● Pointing dataset records:
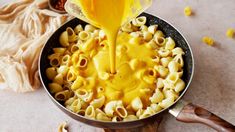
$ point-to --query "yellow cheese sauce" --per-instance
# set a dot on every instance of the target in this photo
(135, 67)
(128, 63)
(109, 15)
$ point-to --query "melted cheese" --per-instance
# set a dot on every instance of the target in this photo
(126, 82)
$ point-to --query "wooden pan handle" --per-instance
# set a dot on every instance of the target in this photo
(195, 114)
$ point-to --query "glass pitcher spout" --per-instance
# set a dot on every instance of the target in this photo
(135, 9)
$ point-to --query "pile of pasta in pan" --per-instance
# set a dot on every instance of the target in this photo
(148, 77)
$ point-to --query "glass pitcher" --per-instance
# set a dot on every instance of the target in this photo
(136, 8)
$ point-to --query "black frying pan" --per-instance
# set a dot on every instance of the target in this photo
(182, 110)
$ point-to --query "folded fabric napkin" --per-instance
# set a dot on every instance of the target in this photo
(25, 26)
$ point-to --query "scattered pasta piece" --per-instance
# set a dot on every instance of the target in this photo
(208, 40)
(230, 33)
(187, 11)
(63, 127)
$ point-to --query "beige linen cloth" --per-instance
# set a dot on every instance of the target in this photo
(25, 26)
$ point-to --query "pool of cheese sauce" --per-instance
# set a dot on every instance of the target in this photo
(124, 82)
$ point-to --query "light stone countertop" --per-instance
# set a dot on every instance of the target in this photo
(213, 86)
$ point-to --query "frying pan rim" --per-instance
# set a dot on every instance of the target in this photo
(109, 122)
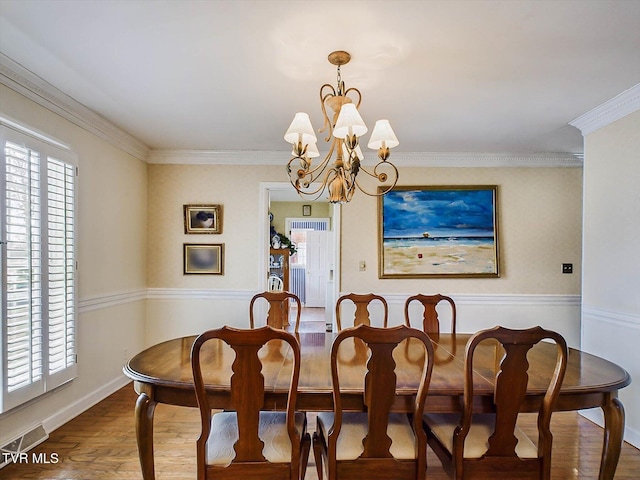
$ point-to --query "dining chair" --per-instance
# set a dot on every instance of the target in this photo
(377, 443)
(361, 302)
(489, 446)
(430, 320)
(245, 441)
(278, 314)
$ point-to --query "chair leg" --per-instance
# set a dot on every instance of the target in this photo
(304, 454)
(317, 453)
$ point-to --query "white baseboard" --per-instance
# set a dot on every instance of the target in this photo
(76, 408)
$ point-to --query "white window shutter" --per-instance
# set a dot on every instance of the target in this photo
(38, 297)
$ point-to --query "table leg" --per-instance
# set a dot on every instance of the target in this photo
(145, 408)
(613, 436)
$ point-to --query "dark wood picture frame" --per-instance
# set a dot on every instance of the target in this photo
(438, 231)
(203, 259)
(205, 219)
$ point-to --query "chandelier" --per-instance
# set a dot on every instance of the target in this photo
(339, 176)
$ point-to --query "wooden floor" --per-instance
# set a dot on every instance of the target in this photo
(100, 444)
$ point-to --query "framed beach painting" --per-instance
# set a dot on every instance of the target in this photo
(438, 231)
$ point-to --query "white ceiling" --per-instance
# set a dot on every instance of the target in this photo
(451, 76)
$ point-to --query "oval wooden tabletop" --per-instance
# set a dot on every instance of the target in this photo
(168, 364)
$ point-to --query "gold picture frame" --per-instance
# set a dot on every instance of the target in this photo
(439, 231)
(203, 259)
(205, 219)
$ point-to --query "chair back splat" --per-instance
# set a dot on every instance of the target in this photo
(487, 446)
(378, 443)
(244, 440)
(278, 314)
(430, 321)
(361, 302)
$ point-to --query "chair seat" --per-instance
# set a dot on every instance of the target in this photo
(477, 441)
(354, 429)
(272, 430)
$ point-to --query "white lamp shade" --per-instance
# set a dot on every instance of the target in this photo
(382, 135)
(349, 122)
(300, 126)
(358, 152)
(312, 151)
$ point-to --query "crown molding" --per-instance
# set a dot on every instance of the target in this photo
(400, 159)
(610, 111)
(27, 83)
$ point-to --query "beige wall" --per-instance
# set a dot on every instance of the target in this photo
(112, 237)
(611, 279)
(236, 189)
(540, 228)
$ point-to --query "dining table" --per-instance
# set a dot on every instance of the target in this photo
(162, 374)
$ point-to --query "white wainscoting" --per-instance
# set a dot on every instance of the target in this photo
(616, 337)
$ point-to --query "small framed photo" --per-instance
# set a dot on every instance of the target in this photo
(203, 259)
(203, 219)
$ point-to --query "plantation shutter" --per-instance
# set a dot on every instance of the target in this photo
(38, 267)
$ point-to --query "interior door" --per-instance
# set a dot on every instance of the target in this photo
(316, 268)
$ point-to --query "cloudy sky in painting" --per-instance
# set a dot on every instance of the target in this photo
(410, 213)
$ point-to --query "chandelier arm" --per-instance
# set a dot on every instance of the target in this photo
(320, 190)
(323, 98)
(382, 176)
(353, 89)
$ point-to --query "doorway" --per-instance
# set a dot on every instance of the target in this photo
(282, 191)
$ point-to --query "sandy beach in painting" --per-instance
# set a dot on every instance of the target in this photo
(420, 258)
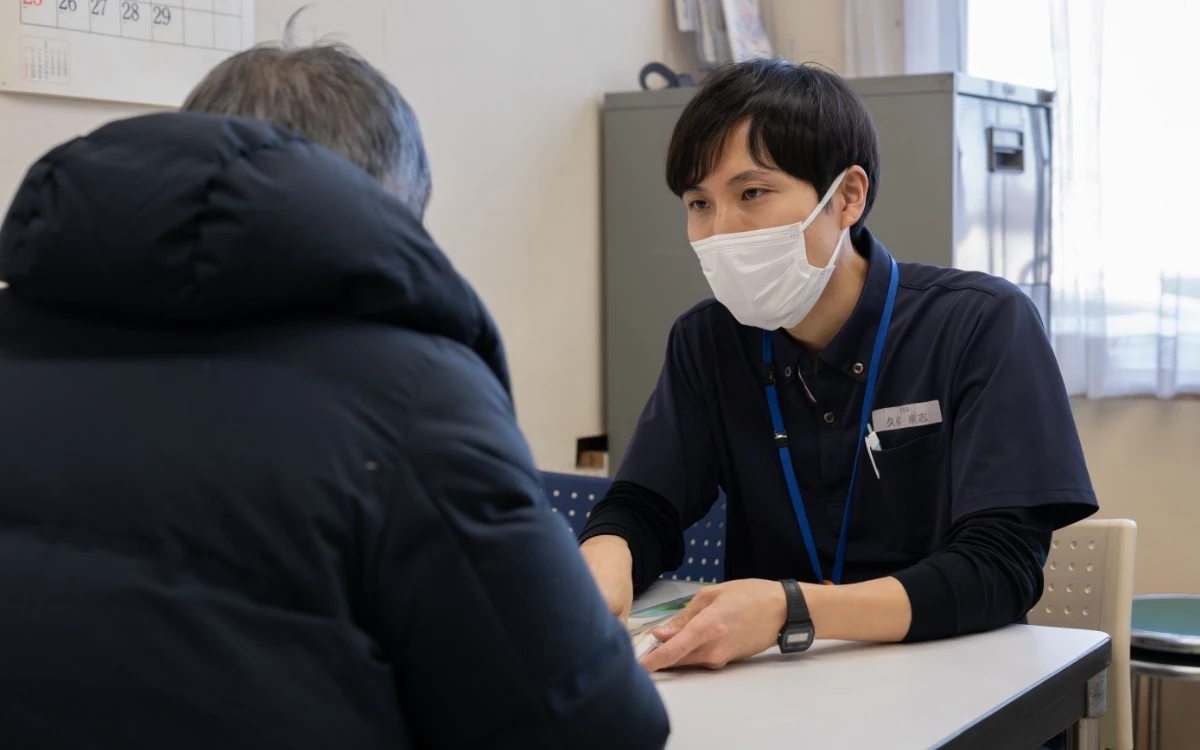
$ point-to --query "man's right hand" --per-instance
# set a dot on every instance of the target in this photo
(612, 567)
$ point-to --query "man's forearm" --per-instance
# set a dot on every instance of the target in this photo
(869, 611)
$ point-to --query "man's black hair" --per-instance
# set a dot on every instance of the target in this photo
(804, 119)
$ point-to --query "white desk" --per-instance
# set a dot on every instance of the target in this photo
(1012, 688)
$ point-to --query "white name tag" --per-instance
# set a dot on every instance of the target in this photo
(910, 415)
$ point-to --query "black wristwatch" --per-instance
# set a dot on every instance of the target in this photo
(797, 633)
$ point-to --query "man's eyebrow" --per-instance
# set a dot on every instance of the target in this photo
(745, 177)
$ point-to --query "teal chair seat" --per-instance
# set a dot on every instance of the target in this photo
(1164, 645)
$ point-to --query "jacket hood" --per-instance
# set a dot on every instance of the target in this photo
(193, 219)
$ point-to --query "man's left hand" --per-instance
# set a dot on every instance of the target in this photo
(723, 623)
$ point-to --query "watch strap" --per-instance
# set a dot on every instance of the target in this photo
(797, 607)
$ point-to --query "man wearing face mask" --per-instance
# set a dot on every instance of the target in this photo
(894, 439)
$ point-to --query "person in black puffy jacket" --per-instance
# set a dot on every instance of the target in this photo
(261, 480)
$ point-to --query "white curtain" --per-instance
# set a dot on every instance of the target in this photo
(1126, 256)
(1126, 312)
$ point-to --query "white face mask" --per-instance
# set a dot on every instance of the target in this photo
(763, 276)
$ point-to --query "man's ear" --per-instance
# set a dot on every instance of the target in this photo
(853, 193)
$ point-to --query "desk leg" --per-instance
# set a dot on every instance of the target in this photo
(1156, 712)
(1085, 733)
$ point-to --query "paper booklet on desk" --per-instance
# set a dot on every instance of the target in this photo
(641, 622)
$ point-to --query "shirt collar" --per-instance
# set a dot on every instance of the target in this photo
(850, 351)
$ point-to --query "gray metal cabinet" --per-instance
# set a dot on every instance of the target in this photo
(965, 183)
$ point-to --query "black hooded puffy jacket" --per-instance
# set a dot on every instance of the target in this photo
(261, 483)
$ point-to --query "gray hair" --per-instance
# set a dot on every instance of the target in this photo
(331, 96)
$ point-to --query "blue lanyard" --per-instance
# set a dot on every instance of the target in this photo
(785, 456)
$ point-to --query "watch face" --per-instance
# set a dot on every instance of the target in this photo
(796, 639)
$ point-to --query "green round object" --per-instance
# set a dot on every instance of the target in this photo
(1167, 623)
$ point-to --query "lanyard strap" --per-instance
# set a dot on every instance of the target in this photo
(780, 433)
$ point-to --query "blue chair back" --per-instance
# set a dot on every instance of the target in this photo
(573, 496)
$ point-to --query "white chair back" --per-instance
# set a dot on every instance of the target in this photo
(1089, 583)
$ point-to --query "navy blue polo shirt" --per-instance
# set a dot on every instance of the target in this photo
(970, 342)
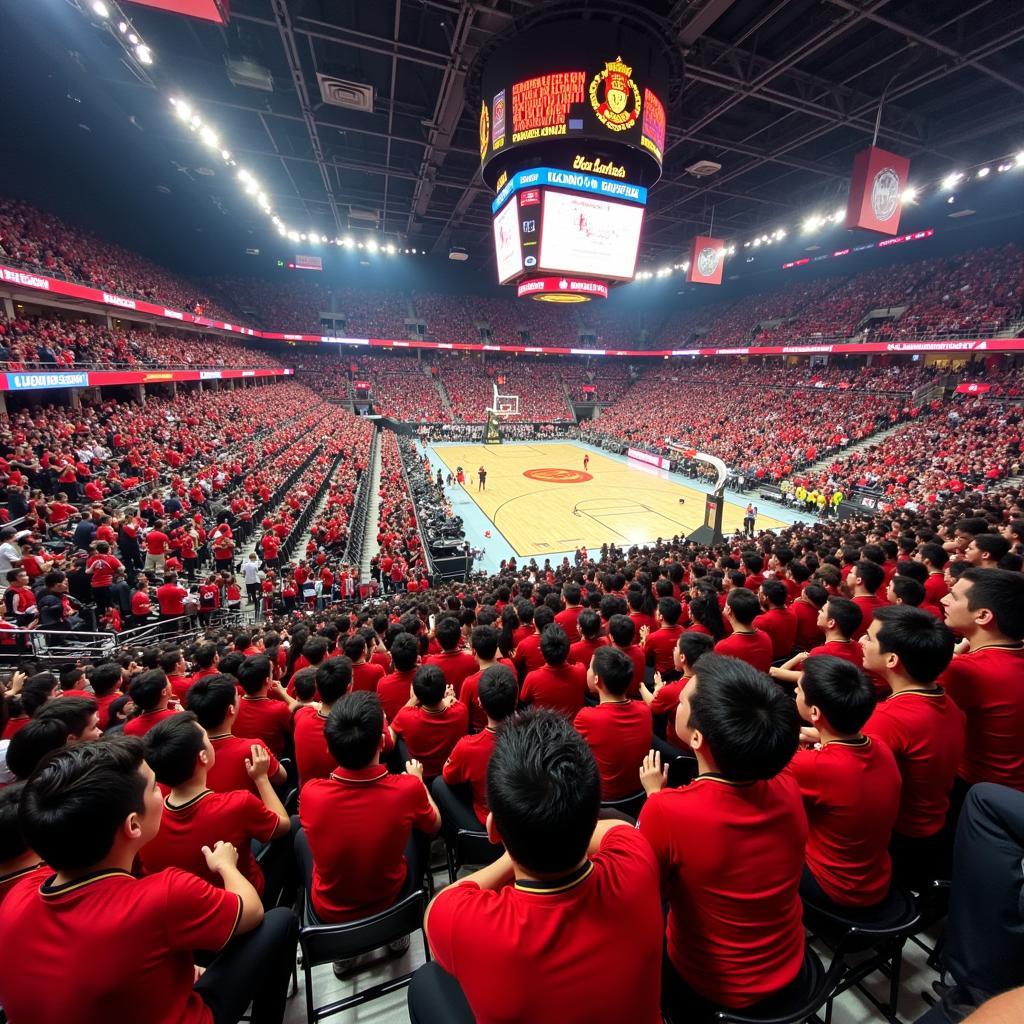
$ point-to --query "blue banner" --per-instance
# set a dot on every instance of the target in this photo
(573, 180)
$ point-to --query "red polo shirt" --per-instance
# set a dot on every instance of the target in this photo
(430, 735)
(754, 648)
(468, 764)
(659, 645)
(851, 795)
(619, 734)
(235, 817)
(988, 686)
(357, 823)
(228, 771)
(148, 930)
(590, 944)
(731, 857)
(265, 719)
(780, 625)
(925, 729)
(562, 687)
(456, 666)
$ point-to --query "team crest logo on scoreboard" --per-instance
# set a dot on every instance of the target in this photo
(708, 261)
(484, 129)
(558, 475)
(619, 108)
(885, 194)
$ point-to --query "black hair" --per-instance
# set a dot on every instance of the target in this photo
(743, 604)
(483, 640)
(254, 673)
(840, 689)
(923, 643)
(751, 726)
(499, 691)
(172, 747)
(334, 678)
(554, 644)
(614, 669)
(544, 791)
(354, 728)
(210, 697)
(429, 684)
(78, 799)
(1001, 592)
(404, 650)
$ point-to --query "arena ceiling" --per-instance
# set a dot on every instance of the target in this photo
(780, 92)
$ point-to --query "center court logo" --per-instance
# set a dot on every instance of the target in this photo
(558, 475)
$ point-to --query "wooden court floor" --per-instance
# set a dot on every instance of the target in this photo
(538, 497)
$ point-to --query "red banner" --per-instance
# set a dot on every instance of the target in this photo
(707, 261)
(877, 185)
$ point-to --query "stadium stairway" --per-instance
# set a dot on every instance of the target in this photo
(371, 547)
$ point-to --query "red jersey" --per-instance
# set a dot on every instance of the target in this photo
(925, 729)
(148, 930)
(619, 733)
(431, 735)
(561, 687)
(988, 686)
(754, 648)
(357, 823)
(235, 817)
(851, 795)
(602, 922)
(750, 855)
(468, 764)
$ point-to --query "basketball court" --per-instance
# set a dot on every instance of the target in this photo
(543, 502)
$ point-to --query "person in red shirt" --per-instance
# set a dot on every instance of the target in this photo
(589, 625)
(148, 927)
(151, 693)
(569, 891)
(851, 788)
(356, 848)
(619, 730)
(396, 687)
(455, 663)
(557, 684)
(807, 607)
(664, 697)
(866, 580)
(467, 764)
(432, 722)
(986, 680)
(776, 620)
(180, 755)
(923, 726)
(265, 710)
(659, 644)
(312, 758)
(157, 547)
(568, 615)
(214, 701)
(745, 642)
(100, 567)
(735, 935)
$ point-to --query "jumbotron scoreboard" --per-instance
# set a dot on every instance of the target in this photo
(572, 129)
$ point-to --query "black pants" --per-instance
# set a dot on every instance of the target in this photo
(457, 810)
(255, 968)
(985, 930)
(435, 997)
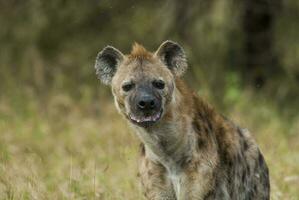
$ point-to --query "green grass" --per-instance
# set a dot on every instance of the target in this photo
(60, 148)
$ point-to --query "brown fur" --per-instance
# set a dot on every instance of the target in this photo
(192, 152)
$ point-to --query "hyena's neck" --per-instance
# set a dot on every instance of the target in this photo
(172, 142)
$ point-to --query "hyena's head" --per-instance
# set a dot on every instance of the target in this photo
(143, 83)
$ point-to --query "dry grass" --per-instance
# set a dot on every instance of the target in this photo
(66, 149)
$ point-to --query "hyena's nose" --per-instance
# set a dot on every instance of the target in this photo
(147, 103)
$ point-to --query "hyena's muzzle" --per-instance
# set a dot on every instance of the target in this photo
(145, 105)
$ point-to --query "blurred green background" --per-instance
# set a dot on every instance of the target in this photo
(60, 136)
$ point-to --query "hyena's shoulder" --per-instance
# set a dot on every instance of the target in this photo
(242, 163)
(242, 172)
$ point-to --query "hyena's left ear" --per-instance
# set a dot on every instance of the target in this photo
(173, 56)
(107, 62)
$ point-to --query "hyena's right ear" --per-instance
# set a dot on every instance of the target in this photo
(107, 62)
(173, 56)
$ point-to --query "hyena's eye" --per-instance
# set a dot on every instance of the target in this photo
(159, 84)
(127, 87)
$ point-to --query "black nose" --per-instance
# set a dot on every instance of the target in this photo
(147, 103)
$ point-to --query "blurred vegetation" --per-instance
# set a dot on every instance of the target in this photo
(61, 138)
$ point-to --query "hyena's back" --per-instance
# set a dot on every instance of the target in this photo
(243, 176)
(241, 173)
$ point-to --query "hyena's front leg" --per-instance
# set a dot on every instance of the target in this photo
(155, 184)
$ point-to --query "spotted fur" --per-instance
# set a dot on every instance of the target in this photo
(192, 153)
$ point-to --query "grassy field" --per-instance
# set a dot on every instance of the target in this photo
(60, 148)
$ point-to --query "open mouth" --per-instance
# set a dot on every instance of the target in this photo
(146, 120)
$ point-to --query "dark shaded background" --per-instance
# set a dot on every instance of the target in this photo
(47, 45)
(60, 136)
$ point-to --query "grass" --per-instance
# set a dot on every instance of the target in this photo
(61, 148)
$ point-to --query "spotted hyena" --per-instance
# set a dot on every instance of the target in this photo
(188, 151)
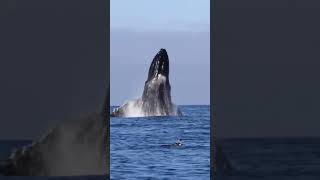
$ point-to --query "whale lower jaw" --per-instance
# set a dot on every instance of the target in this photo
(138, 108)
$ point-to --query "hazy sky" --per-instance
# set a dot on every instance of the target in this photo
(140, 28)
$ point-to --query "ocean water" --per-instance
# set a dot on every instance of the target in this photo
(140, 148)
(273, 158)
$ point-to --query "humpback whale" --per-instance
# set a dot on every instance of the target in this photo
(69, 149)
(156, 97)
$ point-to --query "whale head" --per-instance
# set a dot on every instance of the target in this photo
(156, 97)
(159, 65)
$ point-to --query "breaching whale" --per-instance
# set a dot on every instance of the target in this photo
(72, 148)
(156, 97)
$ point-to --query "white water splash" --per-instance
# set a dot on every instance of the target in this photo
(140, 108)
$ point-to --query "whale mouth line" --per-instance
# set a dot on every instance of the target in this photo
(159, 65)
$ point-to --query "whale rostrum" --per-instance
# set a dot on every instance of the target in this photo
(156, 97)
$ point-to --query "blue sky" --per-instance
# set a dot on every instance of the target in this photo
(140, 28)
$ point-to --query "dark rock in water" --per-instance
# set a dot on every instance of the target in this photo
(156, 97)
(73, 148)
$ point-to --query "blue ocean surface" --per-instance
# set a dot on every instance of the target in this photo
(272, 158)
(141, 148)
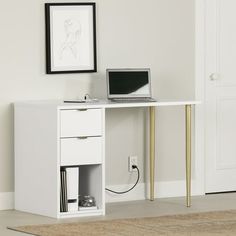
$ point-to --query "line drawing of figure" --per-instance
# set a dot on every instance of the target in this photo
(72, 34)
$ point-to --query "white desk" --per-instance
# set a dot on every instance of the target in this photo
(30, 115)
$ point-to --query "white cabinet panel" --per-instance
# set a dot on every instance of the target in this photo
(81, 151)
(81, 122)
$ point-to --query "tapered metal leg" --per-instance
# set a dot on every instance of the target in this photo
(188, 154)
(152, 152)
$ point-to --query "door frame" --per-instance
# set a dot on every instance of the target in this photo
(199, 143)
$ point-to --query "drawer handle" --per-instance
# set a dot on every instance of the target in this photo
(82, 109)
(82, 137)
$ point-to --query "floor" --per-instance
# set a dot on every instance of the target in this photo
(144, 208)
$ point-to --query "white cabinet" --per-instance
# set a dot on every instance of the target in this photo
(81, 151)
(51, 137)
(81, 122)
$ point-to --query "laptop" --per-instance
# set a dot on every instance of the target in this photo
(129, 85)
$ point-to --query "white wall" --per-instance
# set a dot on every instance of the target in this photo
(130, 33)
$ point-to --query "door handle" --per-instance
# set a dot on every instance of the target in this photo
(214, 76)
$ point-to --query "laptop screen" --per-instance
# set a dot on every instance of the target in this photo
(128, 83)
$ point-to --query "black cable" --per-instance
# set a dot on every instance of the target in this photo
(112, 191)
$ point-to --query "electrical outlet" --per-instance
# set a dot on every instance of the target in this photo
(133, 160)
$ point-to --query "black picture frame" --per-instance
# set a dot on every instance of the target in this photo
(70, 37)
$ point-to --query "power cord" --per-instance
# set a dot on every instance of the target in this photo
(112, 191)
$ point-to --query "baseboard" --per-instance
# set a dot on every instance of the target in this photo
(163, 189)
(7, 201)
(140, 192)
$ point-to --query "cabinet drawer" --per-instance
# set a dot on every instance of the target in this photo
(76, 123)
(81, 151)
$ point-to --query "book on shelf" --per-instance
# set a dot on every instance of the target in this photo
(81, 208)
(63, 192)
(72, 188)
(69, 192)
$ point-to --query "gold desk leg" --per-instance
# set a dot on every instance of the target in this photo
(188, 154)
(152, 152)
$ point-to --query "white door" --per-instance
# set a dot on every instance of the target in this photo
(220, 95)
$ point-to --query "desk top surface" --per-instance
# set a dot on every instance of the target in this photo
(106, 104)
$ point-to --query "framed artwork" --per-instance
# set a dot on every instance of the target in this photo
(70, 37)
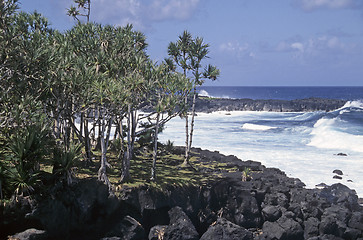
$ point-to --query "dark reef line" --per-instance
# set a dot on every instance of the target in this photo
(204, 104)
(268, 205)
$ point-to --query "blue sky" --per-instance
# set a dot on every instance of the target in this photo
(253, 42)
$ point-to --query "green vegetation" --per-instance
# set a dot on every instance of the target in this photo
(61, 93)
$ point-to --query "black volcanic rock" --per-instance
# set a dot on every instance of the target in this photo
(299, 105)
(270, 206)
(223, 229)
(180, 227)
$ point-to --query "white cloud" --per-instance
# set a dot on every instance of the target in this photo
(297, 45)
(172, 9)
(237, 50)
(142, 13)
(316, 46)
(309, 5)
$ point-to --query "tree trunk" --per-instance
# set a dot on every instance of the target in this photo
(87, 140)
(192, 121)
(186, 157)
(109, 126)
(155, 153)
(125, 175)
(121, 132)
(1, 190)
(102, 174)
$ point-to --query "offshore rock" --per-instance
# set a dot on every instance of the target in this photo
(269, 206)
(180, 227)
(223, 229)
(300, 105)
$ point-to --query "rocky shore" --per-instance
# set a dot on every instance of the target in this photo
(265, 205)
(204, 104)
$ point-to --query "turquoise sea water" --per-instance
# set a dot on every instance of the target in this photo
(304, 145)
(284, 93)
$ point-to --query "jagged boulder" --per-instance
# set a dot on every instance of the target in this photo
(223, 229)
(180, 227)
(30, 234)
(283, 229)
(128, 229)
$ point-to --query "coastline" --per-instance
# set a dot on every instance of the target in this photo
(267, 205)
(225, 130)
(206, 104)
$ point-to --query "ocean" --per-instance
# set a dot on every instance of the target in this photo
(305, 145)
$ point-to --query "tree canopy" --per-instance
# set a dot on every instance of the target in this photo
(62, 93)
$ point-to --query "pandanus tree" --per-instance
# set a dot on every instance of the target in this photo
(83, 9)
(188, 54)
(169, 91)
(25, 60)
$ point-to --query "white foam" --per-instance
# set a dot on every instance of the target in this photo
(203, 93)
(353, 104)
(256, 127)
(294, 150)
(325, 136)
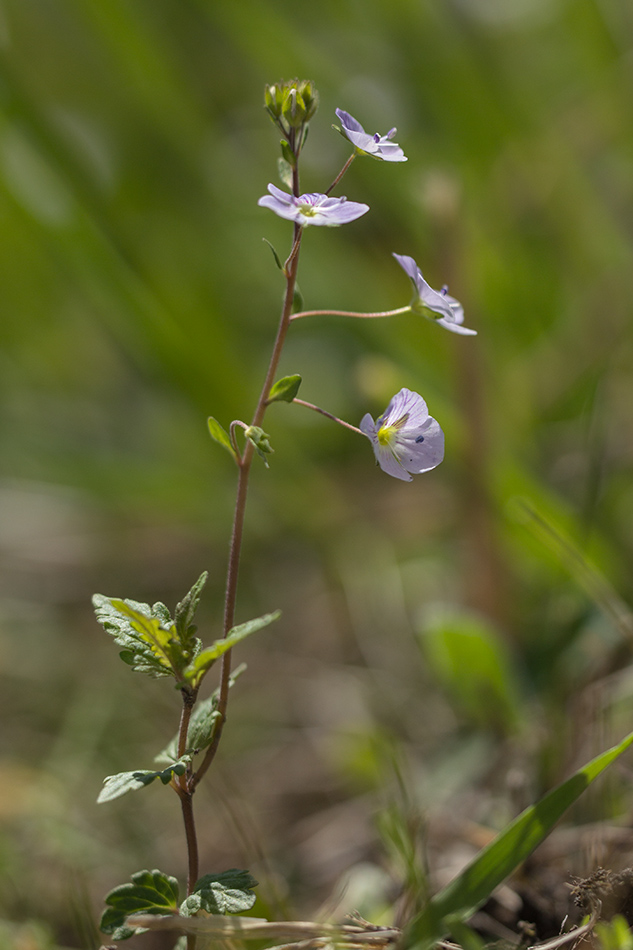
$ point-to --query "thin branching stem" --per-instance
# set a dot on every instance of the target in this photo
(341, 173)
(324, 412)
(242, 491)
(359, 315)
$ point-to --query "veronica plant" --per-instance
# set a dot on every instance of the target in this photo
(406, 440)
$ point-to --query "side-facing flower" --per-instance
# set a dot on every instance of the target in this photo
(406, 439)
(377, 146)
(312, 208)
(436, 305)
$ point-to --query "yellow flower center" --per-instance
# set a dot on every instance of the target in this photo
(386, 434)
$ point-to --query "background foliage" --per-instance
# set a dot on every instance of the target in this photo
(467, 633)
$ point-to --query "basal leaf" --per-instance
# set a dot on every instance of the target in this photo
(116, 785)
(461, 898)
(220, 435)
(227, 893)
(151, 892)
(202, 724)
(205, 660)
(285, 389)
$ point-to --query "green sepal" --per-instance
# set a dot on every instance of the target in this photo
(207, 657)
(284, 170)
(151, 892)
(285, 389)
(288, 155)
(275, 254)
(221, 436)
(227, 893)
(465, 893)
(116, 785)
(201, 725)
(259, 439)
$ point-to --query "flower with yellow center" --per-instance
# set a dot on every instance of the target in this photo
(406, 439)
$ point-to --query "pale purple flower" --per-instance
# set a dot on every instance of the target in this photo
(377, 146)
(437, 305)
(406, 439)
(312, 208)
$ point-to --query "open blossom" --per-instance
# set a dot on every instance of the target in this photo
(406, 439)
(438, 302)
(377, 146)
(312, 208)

● REQUEST: How many lines of the records above contain the string "logo"? Give only the number.

● PROBLEM SOLUTION: 2